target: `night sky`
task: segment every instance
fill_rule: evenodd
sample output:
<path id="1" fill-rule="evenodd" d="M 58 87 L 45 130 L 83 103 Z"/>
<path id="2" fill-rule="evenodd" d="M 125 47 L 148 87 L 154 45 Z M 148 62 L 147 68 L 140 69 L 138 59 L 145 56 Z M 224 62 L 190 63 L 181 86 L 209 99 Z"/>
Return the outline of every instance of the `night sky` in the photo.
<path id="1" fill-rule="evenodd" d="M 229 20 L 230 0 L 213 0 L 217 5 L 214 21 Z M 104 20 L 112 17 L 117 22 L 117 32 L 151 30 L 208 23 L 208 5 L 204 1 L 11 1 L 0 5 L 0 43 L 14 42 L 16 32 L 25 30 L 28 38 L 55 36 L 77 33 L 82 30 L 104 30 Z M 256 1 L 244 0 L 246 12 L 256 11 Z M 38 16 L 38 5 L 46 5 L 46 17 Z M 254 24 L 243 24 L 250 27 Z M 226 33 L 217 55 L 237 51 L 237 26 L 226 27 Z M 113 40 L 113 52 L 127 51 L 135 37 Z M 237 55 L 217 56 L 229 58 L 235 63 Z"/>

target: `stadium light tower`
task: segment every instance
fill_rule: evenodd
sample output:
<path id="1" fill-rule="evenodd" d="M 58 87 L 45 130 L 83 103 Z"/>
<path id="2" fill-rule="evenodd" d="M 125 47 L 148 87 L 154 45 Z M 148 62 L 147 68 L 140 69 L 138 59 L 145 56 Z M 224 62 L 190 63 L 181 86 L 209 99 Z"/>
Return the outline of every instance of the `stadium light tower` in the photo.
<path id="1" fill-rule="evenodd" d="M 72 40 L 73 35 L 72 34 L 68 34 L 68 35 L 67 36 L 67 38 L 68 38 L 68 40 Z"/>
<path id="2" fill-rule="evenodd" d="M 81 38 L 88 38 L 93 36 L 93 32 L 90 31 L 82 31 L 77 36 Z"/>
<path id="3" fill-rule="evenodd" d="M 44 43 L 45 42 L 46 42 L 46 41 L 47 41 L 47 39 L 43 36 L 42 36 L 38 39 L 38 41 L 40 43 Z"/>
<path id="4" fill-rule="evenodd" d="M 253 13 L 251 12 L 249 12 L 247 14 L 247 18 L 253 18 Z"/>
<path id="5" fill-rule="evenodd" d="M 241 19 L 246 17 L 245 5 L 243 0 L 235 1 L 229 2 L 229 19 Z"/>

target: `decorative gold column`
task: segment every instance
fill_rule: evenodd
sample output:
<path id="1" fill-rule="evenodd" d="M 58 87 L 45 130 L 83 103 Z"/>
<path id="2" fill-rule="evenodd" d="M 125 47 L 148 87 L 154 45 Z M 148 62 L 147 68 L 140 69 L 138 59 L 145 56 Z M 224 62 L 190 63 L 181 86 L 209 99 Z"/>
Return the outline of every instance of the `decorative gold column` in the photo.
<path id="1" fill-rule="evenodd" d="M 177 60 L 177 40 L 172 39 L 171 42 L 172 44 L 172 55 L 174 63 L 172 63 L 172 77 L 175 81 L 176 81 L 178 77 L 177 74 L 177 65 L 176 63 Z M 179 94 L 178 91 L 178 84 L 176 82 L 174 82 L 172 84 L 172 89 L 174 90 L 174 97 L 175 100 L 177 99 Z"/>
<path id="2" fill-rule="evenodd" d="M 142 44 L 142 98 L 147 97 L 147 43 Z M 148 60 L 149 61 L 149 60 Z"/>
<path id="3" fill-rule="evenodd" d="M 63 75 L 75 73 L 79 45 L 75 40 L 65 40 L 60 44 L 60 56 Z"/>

■ ■ ■ ■

Transcribe every entry exactly, omitting nothing.

target: `night sky`
task: segment every instance
fill_rule: evenodd
sample output:
<path id="1" fill-rule="evenodd" d="M 58 87 L 45 130 L 83 103 Z"/>
<path id="2" fill-rule="evenodd" d="M 125 47 L 148 87 L 154 45 Z M 148 62 L 147 68 L 140 69 L 138 59 L 145 56 Z M 224 62 L 190 63 L 181 86 L 209 99 Z"/>
Return the outline of every instance of the `night sky` in the photo.
<path id="1" fill-rule="evenodd" d="M 229 20 L 230 0 L 213 0 L 217 5 L 214 21 Z M 104 20 L 112 17 L 117 22 L 117 32 L 151 30 L 208 23 L 208 5 L 204 1 L 11 1 L 0 5 L 0 43 L 14 42 L 16 32 L 25 30 L 28 38 L 55 36 L 77 33 L 82 30 L 104 30 Z M 256 1 L 244 0 L 246 12 L 256 11 Z M 38 16 L 38 5 L 46 5 L 46 17 Z M 254 24 L 243 24 L 250 27 Z M 226 33 L 217 55 L 237 51 L 237 26 L 226 27 Z M 113 40 L 113 52 L 127 51 L 135 37 Z M 237 55 L 217 56 L 229 58 L 235 63 Z"/>

target: `stadium light tower`
task: segment every instance
fill_rule: evenodd
sample output:
<path id="1" fill-rule="evenodd" d="M 58 87 L 45 130 L 83 103 Z"/>
<path id="2" fill-rule="evenodd" d="M 125 47 L 148 87 L 154 45 Z M 148 62 L 147 68 L 140 69 L 138 59 L 145 56 Z M 224 62 L 190 63 L 181 86 L 209 99 Z"/>
Return the outline of every instance of the `stadium light tower` in the photo.
<path id="1" fill-rule="evenodd" d="M 72 40 L 73 35 L 72 34 L 68 34 L 68 35 L 67 36 L 67 38 L 68 38 L 68 40 Z"/>
<path id="2" fill-rule="evenodd" d="M 81 38 L 88 38 L 93 36 L 93 32 L 90 31 L 82 31 L 77 36 Z"/>
<path id="3" fill-rule="evenodd" d="M 44 43 L 45 42 L 46 42 L 46 41 L 47 41 L 47 39 L 43 36 L 42 36 L 38 39 L 38 41 L 40 43 Z"/>
<path id="4" fill-rule="evenodd" d="M 253 13 L 251 12 L 249 12 L 247 14 L 247 18 L 253 18 Z"/>
<path id="5" fill-rule="evenodd" d="M 241 19 L 246 17 L 245 5 L 243 0 L 235 1 L 229 2 L 229 19 Z"/>

target: `decorative gold column`
task: segment every instance
fill_rule: evenodd
sample output:
<path id="1" fill-rule="evenodd" d="M 58 87 L 45 130 L 83 103 Z"/>
<path id="2" fill-rule="evenodd" d="M 125 47 L 148 87 L 154 45 Z M 148 62 L 147 68 L 140 69 L 138 59 L 145 56 Z M 224 62 L 190 63 L 181 86 L 209 99 Z"/>
Return the outline of every instance of the `decorative gold column` in the photo.
<path id="1" fill-rule="evenodd" d="M 177 60 L 177 40 L 172 39 L 171 42 L 172 44 L 172 55 L 174 63 L 172 63 L 172 77 L 175 81 L 176 81 L 178 77 L 177 74 L 177 65 L 176 63 Z M 179 94 L 178 91 L 178 84 L 176 82 L 174 82 L 172 84 L 172 89 L 174 90 L 174 97 L 175 100 L 177 99 Z"/>
<path id="2" fill-rule="evenodd" d="M 142 44 L 142 98 L 147 97 L 147 43 Z M 148 60 L 149 61 L 149 60 Z"/>
<path id="3" fill-rule="evenodd" d="M 63 75 L 75 73 L 79 45 L 75 40 L 65 40 L 60 44 L 60 56 Z"/>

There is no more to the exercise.